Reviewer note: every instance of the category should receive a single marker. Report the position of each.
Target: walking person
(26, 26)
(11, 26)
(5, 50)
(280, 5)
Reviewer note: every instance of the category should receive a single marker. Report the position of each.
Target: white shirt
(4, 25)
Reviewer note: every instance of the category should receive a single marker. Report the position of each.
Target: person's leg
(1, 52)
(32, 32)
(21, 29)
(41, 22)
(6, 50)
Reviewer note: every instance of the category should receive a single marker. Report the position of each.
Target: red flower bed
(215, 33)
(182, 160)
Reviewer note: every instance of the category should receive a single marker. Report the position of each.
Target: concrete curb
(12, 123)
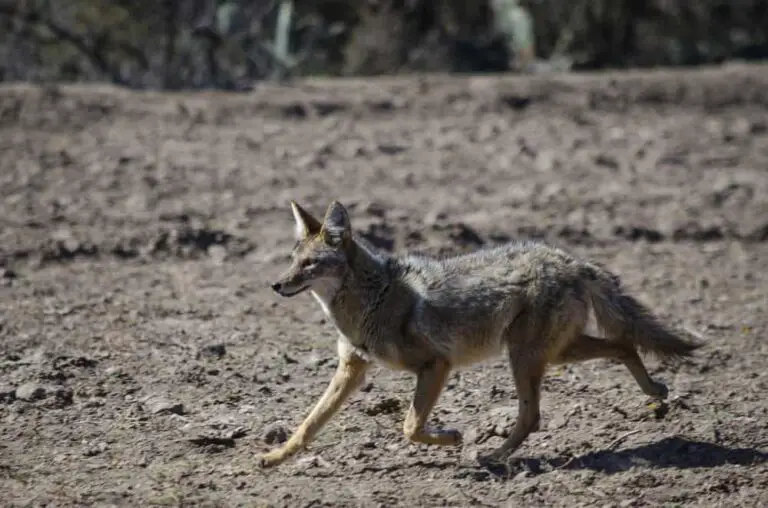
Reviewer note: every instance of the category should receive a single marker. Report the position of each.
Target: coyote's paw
(270, 459)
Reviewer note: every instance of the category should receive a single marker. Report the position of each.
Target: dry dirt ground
(145, 361)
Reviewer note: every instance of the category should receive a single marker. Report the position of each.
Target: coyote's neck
(352, 306)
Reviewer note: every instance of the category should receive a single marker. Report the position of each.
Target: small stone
(7, 394)
(387, 405)
(30, 392)
(64, 395)
(212, 351)
(275, 434)
(157, 405)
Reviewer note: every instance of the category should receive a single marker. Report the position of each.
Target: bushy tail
(622, 317)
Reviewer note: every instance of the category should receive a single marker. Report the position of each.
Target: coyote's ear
(306, 225)
(336, 227)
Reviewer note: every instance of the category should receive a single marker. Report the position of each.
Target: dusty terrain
(145, 361)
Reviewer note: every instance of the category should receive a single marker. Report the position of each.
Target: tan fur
(430, 316)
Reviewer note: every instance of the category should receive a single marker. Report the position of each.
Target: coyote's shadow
(673, 452)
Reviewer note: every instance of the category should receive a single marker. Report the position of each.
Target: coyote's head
(320, 256)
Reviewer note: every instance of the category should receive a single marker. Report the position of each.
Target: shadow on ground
(673, 452)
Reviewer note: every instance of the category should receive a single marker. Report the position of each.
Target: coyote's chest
(371, 341)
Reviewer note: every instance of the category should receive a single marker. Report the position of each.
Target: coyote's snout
(429, 316)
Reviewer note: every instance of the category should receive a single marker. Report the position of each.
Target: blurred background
(231, 44)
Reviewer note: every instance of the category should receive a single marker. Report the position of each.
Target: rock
(387, 405)
(159, 405)
(64, 395)
(212, 351)
(7, 394)
(30, 392)
(275, 434)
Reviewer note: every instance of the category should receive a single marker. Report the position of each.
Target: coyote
(429, 316)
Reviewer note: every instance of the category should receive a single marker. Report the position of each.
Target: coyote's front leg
(348, 377)
(429, 385)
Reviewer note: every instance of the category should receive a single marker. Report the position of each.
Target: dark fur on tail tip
(646, 332)
(623, 317)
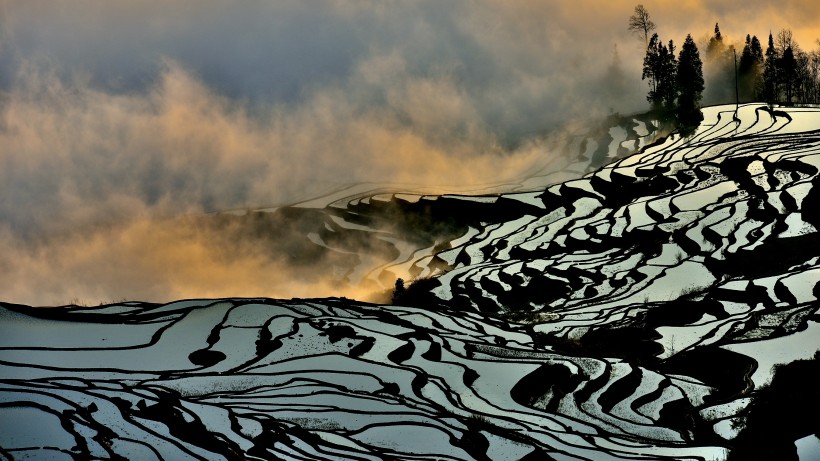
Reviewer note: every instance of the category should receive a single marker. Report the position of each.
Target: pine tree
(669, 71)
(651, 69)
(770, 93)
(690, 85)
(750, 70)
(640, 23)
(715, 47)
(788, 72)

### Task to carry out
No pictures belong in the copy; output every record exactly.

### Response to this exercise
Reviewer note: every instance of the category should receive a single marker. Report the position of each.
Target: walking person
(26, 26)
(11, 26)
(5, 50)
(280, 5)
Reviewer note: every instance of the category should receive a single marker. Report the position of each.
Target: white shirt
(4, 25)
Reviewer note: every instance of the category should receive a single marker. Report the position of each.
Target: person's leg
(1, 52)
(32, 32)
(21, 29)
(41, 22)
(6, 50)
Reviewer note: every instance of the category should receive a single marker. Report the position of each.
Target: red flower bed
(215, 33)
(182, 160)
Reviewer note: every instance of the category should receive a single marker. Report the position of each.
Target: concrete curb
(12, 123)
Reviewer note: every instance of the category should receive a single marker. Report the position of each.
Target: coyote's paw
(270, 459)
Reviewer note: every instance of the category should receive a single marker. Report the position of each.
Target: dry dirt ground
(145, 361)
Reviewer note: every instance of the category should receive a single marker. Report the position of each.
Target: coyote's neck
(352, 306)
Reviewer note: every instance of the category should receive a single marker. Report the position of each.
Target: small stone
(7, 394)
(387, 405)
(30, 392)
(64, 395)
(212, 351)
(275, 434)
(157, 405)
Reviewer note: every instance of the category should receive a single marker. Report the position of each.
Target: bushy tail
(622, 317)
Reviewer note: every instance of the category should receive a single marker. Report the position of each.
Target: coyote's ear
(306, 225)
(336, 227)
Reviewer note: every instance of the category should receive a single marker. Report the position of each.
Target: dusty terrain
(145, 361)
Reviewer note: every instance of the category should receive a single marker. Report the position of each.
Target: tan fur
(430, 316)
Reviewer note: every instance of the category should receive a single marker. Report the position of each.
Target: coyote's shadow
(673, 452)
Reviewer note: every instance of the category should receive a single marker. Report the position of each.
Target: coyote's head
(320, 256)
Reviewer note: every instance of the category should receive a single marker. Report the position of each.
Target: shadow on ground
(673, 452)
Reviewer note: every instance of the category should receive a single marker. Report the position of each.
Target: coyote's chest
(371, 341)
Reviewer note: every instance of the category should receive a single marker. Report the position of each.
Target: coyote's snout
(429, 316)
Reviewer note: every instance of the category should receive a single marker. Report the position of each.
Target: blurred background
(231, 44)
Reviewer note: every instance of the category should receive a single marker. Report the position of each.
Target: rock
(387, 405)
(159, 405)
(64, 395)
(212, 351)
(7, 394)
(30, 392)
(275, 434)
Reviewer note: every instance of the category should receive a single marker. Report the position of each.
Target: coyote
(429, 316)
Reviewer note: every instance of the category should receive a single marker. Report the position of each.
Target: coyote's front leg
(348, 377)
(429, 385)
Reviewer note: every instance of the category should receive a single marker. Report the position of each.
Target: dark fur on tail tip
(646, 332)
(623, 317)
Reviewer note: every instance of the category should receive a single marker. Report the position of each.
Target: pine tree
(669, 71)
(651, 69)
(770, 93)
(690, 85)
(750, 70)
(640, 23)
(715, 47)
(788, 72)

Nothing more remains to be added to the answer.